STATE
v.
Burley Edward HAYES.
No. 661.
Supreme Court of North Carolina.
May 22, 1968.*186 Atty. Gen. T. W. Bruton and Asst. Atty. Gen. George A. Goodwyn, for the State.
Cahoon & Swisher, by James L. Swisher, Greensboro, for defendant appellant.
PARKER, Chief Justice.
Before pleading to the indictment, defendant moved to quash it. The defendant contends that the first two counts in the indictment charge the commission of felonies, while the third count in the indictment charges the commission of a misdemeanor; and that the Municipal-County Court of the city of Greensboro has original exclusive jurisdiction over misdemeanors, and, consequently, the indictment should be quashed. This assignment of error is overruled. The third count in the indictment charges a violation of G.S. § 20-105, which is a misdemeanor. So far as the record before us discloses, the criminal prosecution here on all three counts was upon an indictment which originated in the Superior Court of Guilford County. The Municipal-County Court, Criminal Division, Greensboro, Guilford County, has "original, exclusive and final jurisdiction" over a violation of G.S. § 20-105 committed in the city of Greensboro. Any jurisdiction the Superior Court of Guilford County obtains for a violation of G.S. § 20-105 must be derivative. 1955 Session Laws, Ch. 971, sec. 3(a) and (b) (1). State v. Covington, 267 N.C. 292, 148 S.E.2d 138. The Superior Court of Guilford County under the circumstances here had no jurisdiction to try defendant for a violation of G.S. § 20-105. State v. Covington, supra. So far as the record before us discloses, the jury found by its verdict that defendant was "Guilty of Larceny as charged in the Bill of Indictment in Count One," and did not refer in its verdict to counts two and three in the indictment. The verdict in the case amounts to a verdict of acquittal on counts two and three in the indictment. State v. Broome, 269 N. C. 661, 153 S.E.2d 384; State v. Choate, 228 N.C. 491, 46 S.E.2d 476; 3 Strong, N. C. Index 2d, Criminal Law, § 124.
The Superior Court of Guilford County had original jurisdiction over the offense of larceny of an automobile of the value of $1,200 as charged in the first count in the indictment, and to impose sentence upon conviction. State v. Cooper, 256 N.C. 372, 124 S.E.2d 91. The first count in the indictment charges all the essential elements of larceny of an automobile of the value of $1,200 and empowered the court to render judgment upon conviction upon the first count in the indictment. Therefore, defendant's motion to quash the indictment in its entirety was properly overruled. State v. Anderson, 265 N.C. 548, 144 S.E.2d 581; Commonwealth v. Nichols, 134 Mass. 531; Tyson v. People, 116 N.Y.S.2d 394; Hardison v. State, 226 Md. 53, 172 A.2d 407; 27 Am.Jur., Indictments and Informations § 129.

__EXTRACTED ENTRIES__

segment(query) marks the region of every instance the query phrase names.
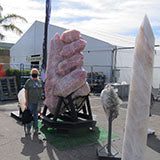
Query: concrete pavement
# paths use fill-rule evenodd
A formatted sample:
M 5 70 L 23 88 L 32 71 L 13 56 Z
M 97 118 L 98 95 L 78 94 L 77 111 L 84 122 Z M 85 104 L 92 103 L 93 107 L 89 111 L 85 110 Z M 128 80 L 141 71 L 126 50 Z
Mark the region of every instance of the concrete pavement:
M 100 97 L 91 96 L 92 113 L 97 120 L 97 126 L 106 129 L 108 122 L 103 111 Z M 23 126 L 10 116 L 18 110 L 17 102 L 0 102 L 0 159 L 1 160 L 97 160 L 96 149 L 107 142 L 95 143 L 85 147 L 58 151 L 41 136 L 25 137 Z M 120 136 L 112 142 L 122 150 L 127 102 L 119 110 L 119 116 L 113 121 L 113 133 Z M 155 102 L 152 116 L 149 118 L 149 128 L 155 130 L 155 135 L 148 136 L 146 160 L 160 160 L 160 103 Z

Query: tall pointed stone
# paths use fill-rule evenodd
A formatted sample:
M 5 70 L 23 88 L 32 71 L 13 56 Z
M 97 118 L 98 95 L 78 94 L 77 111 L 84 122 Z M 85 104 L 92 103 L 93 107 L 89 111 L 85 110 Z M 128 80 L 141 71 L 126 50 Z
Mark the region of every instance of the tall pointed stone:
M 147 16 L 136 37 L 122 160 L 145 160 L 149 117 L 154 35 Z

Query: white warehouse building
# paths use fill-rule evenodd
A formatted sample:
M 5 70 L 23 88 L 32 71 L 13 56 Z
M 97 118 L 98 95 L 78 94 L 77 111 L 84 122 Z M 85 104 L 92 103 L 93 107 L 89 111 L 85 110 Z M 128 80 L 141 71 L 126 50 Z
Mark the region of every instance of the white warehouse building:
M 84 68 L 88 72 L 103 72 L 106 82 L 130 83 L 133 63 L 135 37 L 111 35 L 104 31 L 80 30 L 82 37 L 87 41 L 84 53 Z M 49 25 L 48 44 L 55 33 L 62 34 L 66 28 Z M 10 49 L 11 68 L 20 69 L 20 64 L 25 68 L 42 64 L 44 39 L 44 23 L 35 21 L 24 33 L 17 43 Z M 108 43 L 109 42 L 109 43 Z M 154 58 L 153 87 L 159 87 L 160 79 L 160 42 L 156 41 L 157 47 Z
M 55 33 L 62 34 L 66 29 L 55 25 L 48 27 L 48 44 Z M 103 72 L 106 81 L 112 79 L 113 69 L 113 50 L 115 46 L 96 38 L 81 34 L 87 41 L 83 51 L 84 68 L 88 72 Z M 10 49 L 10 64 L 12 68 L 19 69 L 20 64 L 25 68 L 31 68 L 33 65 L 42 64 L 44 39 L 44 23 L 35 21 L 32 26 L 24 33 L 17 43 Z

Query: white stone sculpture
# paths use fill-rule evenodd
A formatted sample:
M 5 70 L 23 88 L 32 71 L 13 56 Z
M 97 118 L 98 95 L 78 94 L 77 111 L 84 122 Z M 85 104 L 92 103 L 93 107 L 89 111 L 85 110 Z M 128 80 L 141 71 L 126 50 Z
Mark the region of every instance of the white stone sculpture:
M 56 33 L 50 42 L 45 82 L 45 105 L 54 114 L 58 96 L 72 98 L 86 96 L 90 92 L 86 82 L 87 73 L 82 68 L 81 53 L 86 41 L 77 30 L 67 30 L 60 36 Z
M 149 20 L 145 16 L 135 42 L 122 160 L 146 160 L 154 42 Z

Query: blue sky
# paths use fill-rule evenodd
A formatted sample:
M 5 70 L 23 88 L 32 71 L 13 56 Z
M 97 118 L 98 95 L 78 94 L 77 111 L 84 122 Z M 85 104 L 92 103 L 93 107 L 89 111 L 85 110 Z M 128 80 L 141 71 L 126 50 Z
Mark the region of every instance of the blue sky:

__WORK TO BE COMPLETED__
Continue the State v. Hayes opinion on the motion to quash the larceny indictment, starting after its last sentence.

__TASK OUTPUT__
A summary of the State's evidence tends to show the following facts: On 26 July 1967 Bamby Bakers, Inc., owned a 1964 Chevrolet, four-door sedan, color aqua, serial No. 41869C166379, which at that time had a value of about $1,400. On the afternoon *187 of that day this automobile was in its regular assigned parking place when it was feloniously taken and carried away. Defendant was not in any way connected with Bamby Bakers, Inc., and had no authority to drive the automobile away. That day the Greensboro Police Department was notified the automobile was missing and put out "an alert" on the air for the automobile.
W. Y. Herndon, Jr., is an officer of the Virginia State Police assigned to Mecklenburg County, Virginia, which embraces the south central part of Virginia and also Interstate Highway #85 as it comes into Virginia. On 27 July 1967, in response to a radio transmission, Herndon proceeded to the scene of an automobile wreck two miles south of Bracey, Virginia, and two and four-tenths miles north of the North Carolina State line on Interstate Highway #85, where he found a crashed automobile. The crashed automobile was a 1964 Chevrolet sedan, aqua in color, bearing serial No. 41869C166379. The automobile was damaged on the left front fender and the left rear fender and was sitting on the right side of the highway. Several people were gathered at the scene. He asked who was the operator of the automobile. Defendant Burley Hayes stepped forward. Herndon asked him for his operator's license and his registration to the automobile, and defendant replied that he did not have an operator's license and that the automobile was his sister's. Herndon asked him his sister's name, and he replied, Juanita Hayes.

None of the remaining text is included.